▶ PROVIDED TEXT
◆ ◆ ◆ ◆ ◆
MadSci Network: Microbiology
Query:

Re: How does Thiobacillus ferrooxidans 'digest' rock?

Date: Wed Aug 11 11:26:06 1999
Posted By: Andrew D. Brabban, Faculty, Biology, The Evergreen State College
Area of science: Microbiology
ID: 934125439.Mi
Message:

Let's start by looking at the information available to us - the scientific name Thiobacillus ferreoxidans. Thio refers to sulfur, bacillus to the shape of the organism - elongated; ferre refers to iron and oxidans to oxidizing. So put it together we have an organism that oxidizes sulfur and iron.

We, as humans, often get things confused because we base the metabolism of other creatures on our own, but there are two distinct processes to life: energy and mass. We consume carbon compounds (fats and sugars etc.) to supply both needs but other organisms do not; they use different ones for each. In the case of ferreoxidans, sulfur and iron are used in energy production and carbon compounds in producing the "mass" of the organism. So what happened? Well over billions of years the organism has adapted to oxidize sulfur and iron.

What they do is basically this reaction

2FeS + 7H2O ---> 2Fe(OH)2+H2SO4 (sulfuric acid)

The sulfuric acid causes the general environment to become more acidic and the rocks/minerals dissolve in the acid.
◆ ◆ ◆ ◆ ◆
▶ DATASET EXCERPTS

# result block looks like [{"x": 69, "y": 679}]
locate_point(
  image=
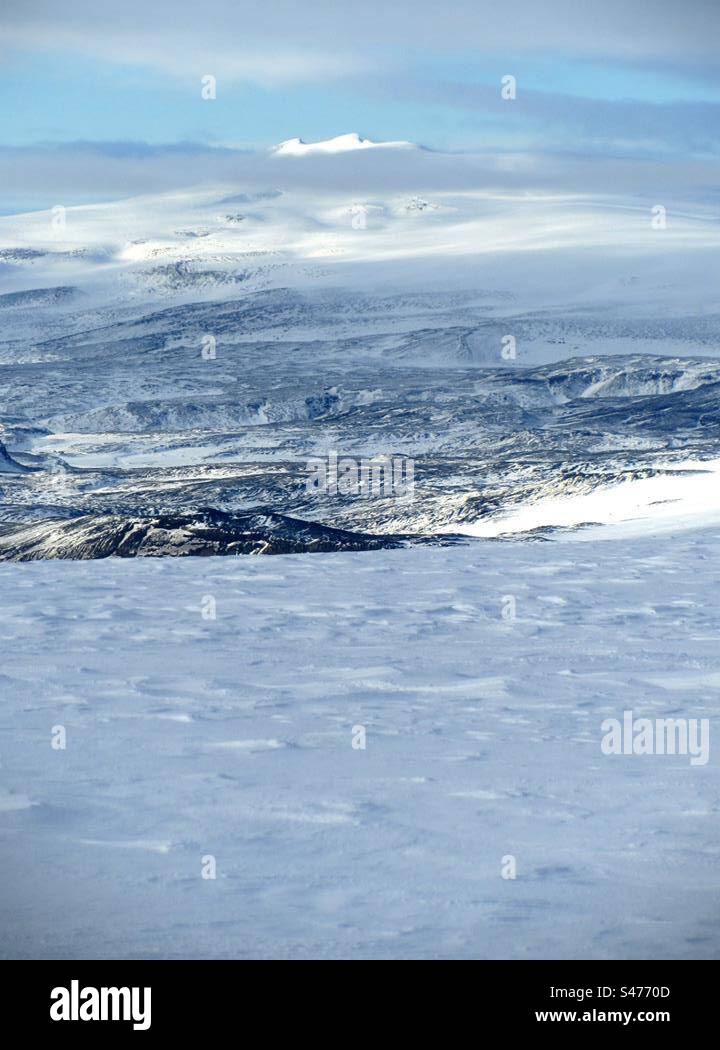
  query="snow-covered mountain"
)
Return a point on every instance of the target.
[
  {"x": 340, "y": 144},
  {"x": 536, "y": 357},
  {"x": 172, "y": 371}
]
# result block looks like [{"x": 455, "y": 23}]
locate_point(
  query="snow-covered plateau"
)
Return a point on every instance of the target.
[{"x": 350, "y": 749}]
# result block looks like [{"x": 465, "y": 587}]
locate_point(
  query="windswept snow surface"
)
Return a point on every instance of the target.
[
  {"x": 170, "y": 368},
  {"x": 189, "y": 737}
]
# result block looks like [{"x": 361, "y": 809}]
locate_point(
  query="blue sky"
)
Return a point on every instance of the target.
[{"x": 596, "y": 79}]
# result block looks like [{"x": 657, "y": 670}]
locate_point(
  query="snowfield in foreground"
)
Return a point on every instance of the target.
[{"x": 232, "y": 738}]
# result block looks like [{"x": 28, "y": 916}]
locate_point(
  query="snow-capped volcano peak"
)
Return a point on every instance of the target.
[{"x": 340, "y": 144}]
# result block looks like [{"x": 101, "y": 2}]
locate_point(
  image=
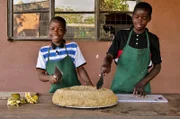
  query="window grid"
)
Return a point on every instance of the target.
[{"x": 99, "y": 29}]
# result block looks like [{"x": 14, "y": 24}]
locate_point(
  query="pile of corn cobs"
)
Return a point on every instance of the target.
[{"x": 16, "y": 100}]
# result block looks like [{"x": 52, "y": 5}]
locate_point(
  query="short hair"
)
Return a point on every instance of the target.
[
  {"x": 60, "y": 20},
  {"x": 143, "y": 5}
]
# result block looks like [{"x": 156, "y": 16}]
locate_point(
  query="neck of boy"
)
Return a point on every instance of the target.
[
  {"x": 139, "y": 31},
  {"x": 60, "y": 43}
]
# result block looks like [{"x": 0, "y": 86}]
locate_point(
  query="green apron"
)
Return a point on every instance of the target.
[
  {"x": 67, "y": 67},
  {"x": 131, "y": 68}
]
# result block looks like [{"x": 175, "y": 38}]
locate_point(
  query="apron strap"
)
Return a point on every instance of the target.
[{"x": 147, "y": 38}]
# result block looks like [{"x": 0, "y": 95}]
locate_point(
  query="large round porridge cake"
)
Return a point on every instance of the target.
[{"x": 84, "y": 96}]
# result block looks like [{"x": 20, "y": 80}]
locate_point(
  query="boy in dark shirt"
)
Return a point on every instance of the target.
[{"x": 134, "y": 48}]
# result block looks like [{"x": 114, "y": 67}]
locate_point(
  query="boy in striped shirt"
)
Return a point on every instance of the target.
[{"x": 67, "y": 57}]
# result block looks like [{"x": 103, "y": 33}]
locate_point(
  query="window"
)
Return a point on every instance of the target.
[{"x": 86, "y": 19}]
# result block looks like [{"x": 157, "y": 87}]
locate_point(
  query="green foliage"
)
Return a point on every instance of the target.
[{"x": 113, "y": 5}]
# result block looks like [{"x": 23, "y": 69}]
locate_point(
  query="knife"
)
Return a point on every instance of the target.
[
  {"x": 58, "y": 73},
  {"x": 100, "y": 82}
]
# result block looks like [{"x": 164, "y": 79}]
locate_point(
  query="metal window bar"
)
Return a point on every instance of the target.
[{"x": 52, "y": 13}]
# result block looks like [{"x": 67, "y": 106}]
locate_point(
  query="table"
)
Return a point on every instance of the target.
[{"x": 45, "y": 109}]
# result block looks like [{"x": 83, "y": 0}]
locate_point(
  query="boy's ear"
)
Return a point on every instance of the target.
[{"x": 149, "y": 19}]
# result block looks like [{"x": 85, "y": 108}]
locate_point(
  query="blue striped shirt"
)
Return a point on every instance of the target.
[{"x": 60, "y": 53}]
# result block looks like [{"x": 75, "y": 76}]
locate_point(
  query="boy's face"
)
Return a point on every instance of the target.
[
  {"x": 56, "y": 31},
  {"x": 140, "y": 19}
]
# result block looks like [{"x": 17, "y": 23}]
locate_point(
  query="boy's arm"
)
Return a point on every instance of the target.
[
  {"x": 83, "y": 75},
  {"x": 139, "y": 88},
  {"x": 106, "y": 66}
]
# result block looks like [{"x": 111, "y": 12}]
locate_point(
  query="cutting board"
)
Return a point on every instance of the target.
[
  {"x": 6, "y": 95},
  {"x": 148, "y": 98}
]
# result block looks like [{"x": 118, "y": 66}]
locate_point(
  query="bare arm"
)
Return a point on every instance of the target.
[
  {"x": 106, "y": 66},
  {"x": 139, "y": 88},
  {"x": 43, "y": 76},
  {"x": 83, "y": 75}
]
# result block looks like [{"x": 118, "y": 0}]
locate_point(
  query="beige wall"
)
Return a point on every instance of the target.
[{"x": 18, "y": 59}]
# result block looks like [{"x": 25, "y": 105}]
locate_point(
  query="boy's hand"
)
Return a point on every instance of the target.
[
  {"x": 105, "y": 68},
  {"x": 139, "y": 89},
  {"x": 53, "y": 79}
]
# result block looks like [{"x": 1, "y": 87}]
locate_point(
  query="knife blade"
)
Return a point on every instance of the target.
[
  {"x": 59, "y": 74},
  {"x": 100, "y": 82}
]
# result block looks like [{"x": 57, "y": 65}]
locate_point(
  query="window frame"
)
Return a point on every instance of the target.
[{"x": 51, "y": 12}]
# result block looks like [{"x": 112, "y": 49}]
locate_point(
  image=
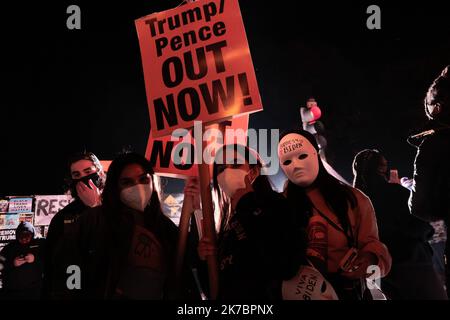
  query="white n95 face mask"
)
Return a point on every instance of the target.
[
  {"x": 137, "y": 197},
  {"x": 230, "y": 180}
]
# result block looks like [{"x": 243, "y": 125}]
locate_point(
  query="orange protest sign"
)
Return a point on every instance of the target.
[
  {"x": 197, "y": 65},
  {"x": 176, "y": 159}
]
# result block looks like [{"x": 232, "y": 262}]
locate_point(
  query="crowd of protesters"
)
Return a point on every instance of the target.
[{"x": 380, "y": 228}]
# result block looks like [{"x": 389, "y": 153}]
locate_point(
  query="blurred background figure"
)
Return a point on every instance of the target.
[
  {"x": 430, "y": 193},
  {"x": 23, "y": 265},
  {"x": 412, "y": 275},
  {"x": 310, "y": 116}
]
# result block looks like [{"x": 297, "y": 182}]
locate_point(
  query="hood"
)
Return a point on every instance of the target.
[{"x": 25, "y": 226}]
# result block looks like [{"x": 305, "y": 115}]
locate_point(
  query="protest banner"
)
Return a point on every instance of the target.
[
  {"x": 163, "y": 152},
  {"x": 47, "y": 206},
  {"x": 18, "y": 205},
  {"x": 197, "y": 65}
]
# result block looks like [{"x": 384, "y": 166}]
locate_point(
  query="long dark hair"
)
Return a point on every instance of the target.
[
  {"x": 262, "y": 186},
  {"x": 337, "y": 195},
  {"x": 439, "y": 94}
]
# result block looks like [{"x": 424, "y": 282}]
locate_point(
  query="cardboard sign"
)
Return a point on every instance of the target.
[
  {"x": 18, "y": 205},
  {"x": 162, "y": 152},
  {"x": 4, "y": 205},
  {"x": 197, "y": 65},
  {"x": 7, "y": 235},
  {"x": 47, "y": 206},
  {"x": 9, "y": 221}
]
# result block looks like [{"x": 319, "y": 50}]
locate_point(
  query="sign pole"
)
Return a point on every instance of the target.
[{"x": 208, "y": 223}]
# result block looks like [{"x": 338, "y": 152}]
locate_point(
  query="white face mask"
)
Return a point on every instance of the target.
[
  {"x": 298, "y": 159},
  {"x": 137, "y": 197},
  {"x": 230, "y": 180}
]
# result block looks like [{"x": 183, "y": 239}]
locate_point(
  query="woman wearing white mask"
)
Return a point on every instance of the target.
[
  {"x": 257, "y": 247},
  {"x": 128, "y": 244},
  {"x": 342, "y": 230}
]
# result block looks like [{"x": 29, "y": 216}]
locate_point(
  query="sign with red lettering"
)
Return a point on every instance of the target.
[
  {"x": 197, "y": 65},
  {"x": 176, "y": 157},
  {"x": 47, "y": 206}
]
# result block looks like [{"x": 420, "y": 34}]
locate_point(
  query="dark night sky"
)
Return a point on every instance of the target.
[{"x": 64, "y": 90}]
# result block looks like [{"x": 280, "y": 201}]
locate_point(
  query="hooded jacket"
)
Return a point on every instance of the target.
[{"x": 18, "y": 281}]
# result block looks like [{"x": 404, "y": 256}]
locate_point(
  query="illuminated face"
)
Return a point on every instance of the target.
[
  {"x": 133, "y": 174},
  {"x": 298, "y": 159},
  {"x": 82, "y": 168},
  {"x": 25, "y": 238}
]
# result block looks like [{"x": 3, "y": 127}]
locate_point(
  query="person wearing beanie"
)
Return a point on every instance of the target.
[
  {"x": 430, "y": 194},
  {"x": 340, "y": 220},
  {"x": 85, "y": 180},
  {"x": 23, "y": 265}
]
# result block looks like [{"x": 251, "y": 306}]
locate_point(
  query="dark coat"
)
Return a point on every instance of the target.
[
  {"x": 61, "y": 251},
  {"x": 104, "y": 245},
  {"x": 261, "y": 247}
]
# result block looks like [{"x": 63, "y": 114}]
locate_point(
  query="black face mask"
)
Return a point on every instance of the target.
[{"x": 95, "y": 177}]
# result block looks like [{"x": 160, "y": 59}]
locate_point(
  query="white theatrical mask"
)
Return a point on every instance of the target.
[{"x": 298, "y": 159}]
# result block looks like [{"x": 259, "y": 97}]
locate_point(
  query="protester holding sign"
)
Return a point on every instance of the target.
[
  {"x": 342, "y": 229},
  {"x": 127, "y": 244},
  {"x": 23, "y": 265},
  {"x": 257, "y": 245},
  {"x": 86, "y": 180}
]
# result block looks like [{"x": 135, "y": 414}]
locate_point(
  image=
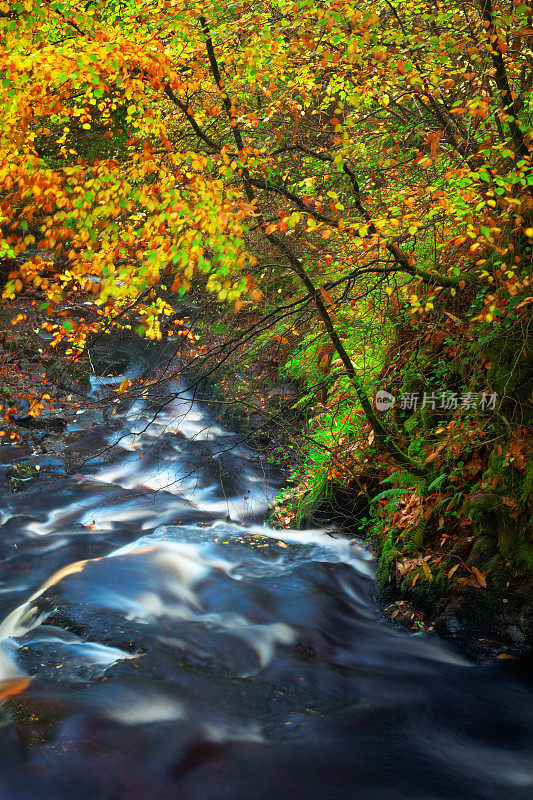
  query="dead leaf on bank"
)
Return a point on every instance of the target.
[
  {"x": 453, "y": 570},
  {"x": 480, "y": 578}
]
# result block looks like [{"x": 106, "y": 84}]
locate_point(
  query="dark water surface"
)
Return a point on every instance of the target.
[{"x": 178, "y": 648}]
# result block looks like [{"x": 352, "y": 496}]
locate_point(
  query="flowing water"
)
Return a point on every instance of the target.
[{"x": 174, "y": 646}]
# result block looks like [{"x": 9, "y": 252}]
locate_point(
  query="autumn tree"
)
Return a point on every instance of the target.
[{"x": 374, "y": 148}]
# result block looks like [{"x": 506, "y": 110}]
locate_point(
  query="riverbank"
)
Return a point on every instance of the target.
[
  {"x": 453, "y": 549},
  {"x": 447, "y": 564}
]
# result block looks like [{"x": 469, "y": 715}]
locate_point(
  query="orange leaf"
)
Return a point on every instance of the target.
[
  {"x": 13, "y": 686},
  {"x": 453, "y": 569},
  {"x": 480, "y": 578},
  {"x": 327, "y": 297},
  {"x": 124, "y": 386}
]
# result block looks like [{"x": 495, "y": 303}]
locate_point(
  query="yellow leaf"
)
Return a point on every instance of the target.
[{"x": 453, "y": 570}]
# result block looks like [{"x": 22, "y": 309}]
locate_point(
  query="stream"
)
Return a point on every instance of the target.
[{"x": 179, "y": 648}]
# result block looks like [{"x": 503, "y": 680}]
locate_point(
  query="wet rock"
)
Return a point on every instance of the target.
[{"x": 18, "y": 475}]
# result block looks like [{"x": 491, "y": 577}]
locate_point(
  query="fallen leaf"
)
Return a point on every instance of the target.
[{"x": 13, "y": 686}]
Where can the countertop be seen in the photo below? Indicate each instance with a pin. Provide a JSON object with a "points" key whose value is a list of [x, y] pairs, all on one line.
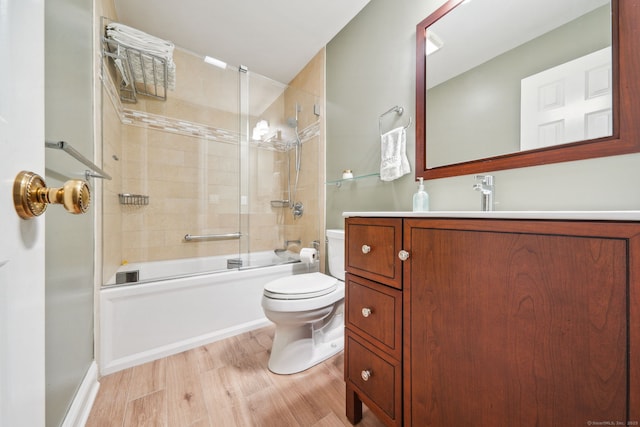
◆ ◆ ◆ ◆ ◆
▶ REQUIRED ACTIONS
[1] Based on the text on Thiobacillus and rock, answer yes or no to each statement below, and quote the words of the text that decide it.
(a) In the organism's name, "Thio" refers to iron.
(b) The organism uses sulfur and iron to produce energy.
(c) Humans use different compounds for energy and for mass.
[2] Continue the text on Thiobacillus and rock after its last sentence.

▶ TASK RESPONSES
[1]
(a) No: "Thio refers to sulfur"
(b) Yes: "sulfur and iron are used in energy production"
(c) No: "We consume carbon compounds (fats and sugars etc.) to supply both needs"

[2]
How can the bacteria use this to produce ATP, the molecule of energy in the cell? Well, just like you and I, they generate something called a chemiosmotic gradient. The process involved is not about sugars or fats but about pH. pH is actually a measurement of the amount of H+ (protons or free hydrogen ions) in a system. What cells do is they use a difference in pH like a dam and reservoir. High pH (lots of H+) on the upside of the dam (outside the cell membrane) and less on the downside (inside the cell). The H+ by 2nd Law of thermodynamics wants to be the same and so wants to enter the cell, we have a force called the pmf (proton motive force). So just like a hydroelectric plant the cell lets the H+ enter but only through a turbine to capture the energy, the turbine in your cell is the ATPase that makes ATP. And so by moving H+ we can capture energy.

However, this reactions only releases a little energy for the organism. Like a car that gets bad gas mileage they have to consume lots of FeS (iron sulfide). As you can see this reactions leads to the production of sulfuric acid and so the pH of the system (water) drops rapidly, often to below pH 2.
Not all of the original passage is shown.